Task
Extract the passage of the science news text between "JUST BREATHE: European" and "Tecnalia has more.", inclusive, copying it word for word.

== Text shown

PAWSED: PAWS may just save your life one day. It stands for Portable, All-Terrain, Wireless System — a lightweight night and day camera that straps on to a search and rescue dog and sends a wireless signal back to a human controller nearby. A trained dog can search through rubble or a collapsed building, while a rescue commander can watch what it sees. An infrared view can cut through dark spaces, Once the dog locates someone who's trapped the rescue team can go in. The UK makers had to source a camera that weighed even less than a standard helmet cam so a dog could wear it. Does the dog get a helmet too? Details at BBC.
JUST BREATHE: European scientists are developing biosensors that can detect the presence of tumour markers of lung cancer in exhaled breath. Our breath contains all kinds of organic compounds, and cancer doesn't have a single marker. Instead several compounds together can betray it. Tecnalia developed novel materials sensitive enough to detect the compounds medical teams are interested in. Being able to detect tumours early improves the chances of being cured. Sensitive materials, eh. Like a dog's nose? Tecnalia has more.

====
== Available data

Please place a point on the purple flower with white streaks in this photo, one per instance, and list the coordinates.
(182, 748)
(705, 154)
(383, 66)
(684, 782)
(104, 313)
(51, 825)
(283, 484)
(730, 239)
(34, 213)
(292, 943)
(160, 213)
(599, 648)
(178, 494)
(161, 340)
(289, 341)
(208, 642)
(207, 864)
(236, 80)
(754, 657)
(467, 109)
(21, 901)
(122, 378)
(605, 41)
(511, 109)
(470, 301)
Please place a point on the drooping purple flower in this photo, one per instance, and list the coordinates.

====

Solution below
JUST BREATHE: European scientists are developing biosensors that can detect the presence of tumour markers of lung cancer in exhaled breath. Our breath contains all kinds of organic compounds, and cancer doesn't have a single marker. Instead several compounds together can betray it. Tecnalia developed novel materials sensitive enough to detect the compounds medical teams are interested in. Being able to detect tumours early improves the chances of being cured. Sensitive materials, eh. Like a dog's nose? Tecnalia has more.